===== Entries shown =====

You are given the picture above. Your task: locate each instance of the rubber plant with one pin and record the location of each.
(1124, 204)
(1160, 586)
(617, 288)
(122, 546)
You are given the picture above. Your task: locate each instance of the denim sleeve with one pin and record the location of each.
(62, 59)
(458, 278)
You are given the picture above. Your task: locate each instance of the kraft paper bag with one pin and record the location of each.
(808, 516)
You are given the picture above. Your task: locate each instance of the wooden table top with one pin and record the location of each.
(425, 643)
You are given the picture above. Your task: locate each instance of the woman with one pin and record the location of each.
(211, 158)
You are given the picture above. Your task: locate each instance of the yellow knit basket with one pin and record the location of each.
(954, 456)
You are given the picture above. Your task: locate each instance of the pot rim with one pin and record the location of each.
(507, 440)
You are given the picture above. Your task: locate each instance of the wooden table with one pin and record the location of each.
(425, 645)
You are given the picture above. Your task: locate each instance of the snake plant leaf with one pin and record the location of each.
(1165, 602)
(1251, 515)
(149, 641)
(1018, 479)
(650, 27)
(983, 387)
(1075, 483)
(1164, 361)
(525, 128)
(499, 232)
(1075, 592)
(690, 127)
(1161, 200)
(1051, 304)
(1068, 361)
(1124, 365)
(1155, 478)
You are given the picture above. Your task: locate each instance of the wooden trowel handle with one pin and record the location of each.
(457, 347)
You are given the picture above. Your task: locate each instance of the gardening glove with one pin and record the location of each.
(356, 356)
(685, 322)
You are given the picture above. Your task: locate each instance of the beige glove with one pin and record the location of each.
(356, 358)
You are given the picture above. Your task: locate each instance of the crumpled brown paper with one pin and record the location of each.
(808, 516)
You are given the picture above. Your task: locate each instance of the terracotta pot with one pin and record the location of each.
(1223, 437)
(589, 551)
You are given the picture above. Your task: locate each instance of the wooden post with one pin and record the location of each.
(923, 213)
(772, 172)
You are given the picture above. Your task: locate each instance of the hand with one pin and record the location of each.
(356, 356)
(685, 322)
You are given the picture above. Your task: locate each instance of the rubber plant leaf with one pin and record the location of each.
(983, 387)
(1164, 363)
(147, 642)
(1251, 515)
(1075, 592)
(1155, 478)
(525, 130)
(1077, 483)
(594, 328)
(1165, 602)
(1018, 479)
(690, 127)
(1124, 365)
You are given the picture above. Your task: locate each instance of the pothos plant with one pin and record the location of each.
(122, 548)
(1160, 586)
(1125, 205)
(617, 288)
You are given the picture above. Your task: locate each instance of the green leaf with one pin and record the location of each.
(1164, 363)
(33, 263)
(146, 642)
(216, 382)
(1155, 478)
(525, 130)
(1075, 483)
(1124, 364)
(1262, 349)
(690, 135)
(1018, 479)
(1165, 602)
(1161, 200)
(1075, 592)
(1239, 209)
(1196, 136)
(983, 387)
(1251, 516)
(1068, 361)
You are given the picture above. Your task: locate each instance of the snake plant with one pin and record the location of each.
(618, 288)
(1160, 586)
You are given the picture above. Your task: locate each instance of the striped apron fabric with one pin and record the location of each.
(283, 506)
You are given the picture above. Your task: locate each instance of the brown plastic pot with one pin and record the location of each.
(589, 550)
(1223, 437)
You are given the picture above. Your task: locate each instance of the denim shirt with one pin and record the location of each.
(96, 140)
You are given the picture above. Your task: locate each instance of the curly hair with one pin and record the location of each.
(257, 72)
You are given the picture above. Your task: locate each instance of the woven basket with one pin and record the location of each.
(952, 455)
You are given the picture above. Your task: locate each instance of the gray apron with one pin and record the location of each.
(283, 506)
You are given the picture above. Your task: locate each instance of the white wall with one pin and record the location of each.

=====

Brief => Above are some records; extract every one of them exactly.

Worked solution =>
You are given the picture above. Your task: locate each instance of the rubber plant with one pin and record the location of each.
(1124, 204)
(1160, 586)
(617, 288)
(122, 546)
You are given the picture above. Your task: locate each instance of the denim sleeve with one pin and record the location of each.
(62, 59)
(458, 278)
You are given the picture above. Your task: locate each instance of the kraft paper bag with one pin and record the location of each.
(808, 516)
You are given the picture above. Your task: locate each instance of the wooden table top with one pin and record the location of each.
(425, 643)
You are given the picture above. Your task: locate each instance of the woman with one pin and record the location of each.
(211, 158)
You are given the picture above. Your task: locate each instance of the yellow knit basket with one pin and record the location of each.
(954, 456)
You are given the picture above. Your task: locate each instance of the pot rim with one pin and record the location of each.
(507, 440)
You are given the picture above. Your task: locate each instance of the wooden table with one pin and record the location of each.
(425, 645)
You are given the picture above. Your task: locate each instance of the snake plant leaf with one pin and record the location of each.
(1165, 602)
(1251, 515)
(149, 641)
(1018, 479)
(650, 27)
(983, 387)
(1075, 483)
(1164, 361)
(525, 128)
(499, 232)
(1075, 592)
(690, 127)
(1161, 200)
(1051, 304)
(1068, 361)
(1124, 365)
(1155, 478)
You are given the picture above. Your task: locate each instance of the wooden trowel handle with one pin and record the location of each.
(457, 347)
You are given the picture above. Your task: locate each instance of the gardening glove with one pin and record the location of each.
(356, 356)
(685, 322)
You are given the picture above. Your task: locate each instance of the beige glove with one pin and record the location of each.
(356, 358)
You are given the picture above. Your task: locate each instance of the crumpled brown paper with one pin and record the location of each.
(808, 516)
You are given the picture above. Your task: locate each instance of the terracotta pot with one pin and record the location of each.
(1223, 437)
(589, 551)
You are given the picture above. Your task: locate each instance of the wooden post with one pin and record the location of each.
(923, 213)
(772, 172)
You are given the picture above. Your task: locate each instance of the hand with one pin and record the location of each.
(356, 356)
(685, 322)
You are given the picture above. Your task: locate each instance of the rubber plant leaf with one pin and record the location of each.
(983, 387)
(1164, 363)
(147, 642)
(1251, 515)
(1075, 592)
(1155, 478)
(525, 130)
(1077, 483)
(594, 328)
(1165, 602)
(1018, 479)
(690, 127)
(1124, 365)
You are given the picture above. Your task: locate each instance of the pothos plant with one pin and record the location of each.
(122, 548)
(1160, 586)
(1125, 205)
(617, 288)
You are given the picture above. Your task: locate each instance of the green leaf with one pin and record the location of each.
(1164, 363)
(33, 263)
(146, 642)
(216, 382)
(1155, 478)
(525, 130)
(1075, 483)
(1124, 364)
(1262, 349)
(690, 135)
(1018, 479)
(1165, 602)
(1161, 200)
(1075, 592)
(1239, 209)
(1196, 136)
(983, 387)
(1251, 516)
(1068, 361)
You are given the picture above. Your task: locate each instance of the snake plant with one pin and record the location of each.
(618, 288)
(1160, 586)
You are given the picture above. Your task: locate each instance of the striped apron fabric with one pin and record the location of each.
(283, 506)
You are given the picture above. Your task: locate each instance of the brown plastic pot with one pin and record the location of each.
(589, 550)
(1223, 437)
You are given the picture above. Your task: locate each instance of the denim shirt with one pin and record the location of each.
(96, 140)
You are given the picture above. Your task: locate each instance of the curly hair with one pin and record the location of each.
(257, 72)
You are given the picture above. Your task: locate each instance of the woven basket with one pin and record the location of each.
(952, 455)
You are given the picture above. Your task: locate each instance of the gray apron with one pin and record the location of each.
(283, 506)
You are given the picture above. Your task: locate each instance of the white wall with one pin and record the location of each.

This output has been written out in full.